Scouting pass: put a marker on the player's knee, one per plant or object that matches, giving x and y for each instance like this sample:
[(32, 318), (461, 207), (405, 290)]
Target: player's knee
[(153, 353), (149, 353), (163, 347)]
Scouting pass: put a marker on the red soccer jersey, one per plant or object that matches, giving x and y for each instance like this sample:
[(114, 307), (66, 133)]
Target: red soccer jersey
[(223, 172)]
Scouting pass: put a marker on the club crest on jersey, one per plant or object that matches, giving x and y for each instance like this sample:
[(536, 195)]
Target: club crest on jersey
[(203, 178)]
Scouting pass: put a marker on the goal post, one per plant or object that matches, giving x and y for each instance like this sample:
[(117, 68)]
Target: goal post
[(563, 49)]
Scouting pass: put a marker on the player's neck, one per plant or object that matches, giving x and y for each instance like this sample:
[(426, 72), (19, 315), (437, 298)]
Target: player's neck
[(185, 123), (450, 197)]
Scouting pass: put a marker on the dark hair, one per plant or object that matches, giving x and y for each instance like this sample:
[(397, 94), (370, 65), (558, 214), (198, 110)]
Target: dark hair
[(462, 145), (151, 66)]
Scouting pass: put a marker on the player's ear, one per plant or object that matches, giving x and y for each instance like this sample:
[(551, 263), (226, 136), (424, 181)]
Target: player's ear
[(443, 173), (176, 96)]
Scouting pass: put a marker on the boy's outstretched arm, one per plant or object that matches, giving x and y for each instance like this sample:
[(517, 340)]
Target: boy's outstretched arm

--- --- ---

_TASK GOAL_.
Reproduce, with no other lines, the run of lines that begins with the one containing "Scouting pass: put a marker on the player's ear, one" and ends with the last line of the material.

_THE COMPLETED TASK_.
Scouting pass: put a marker on the player's ear, one per plant or object that matches, giving x and y for each instance like this sample:
[(551, 263), (226, 136), (424, 181)]
Target: player's ear
[(443, 173), (176, 96)]
Scouting pass: put a marker on the boy's outstretched arm, one per plant or object that matches, giving x and y for each instance like this sample:
[(517, 340)]
Target: boy's outstretched arm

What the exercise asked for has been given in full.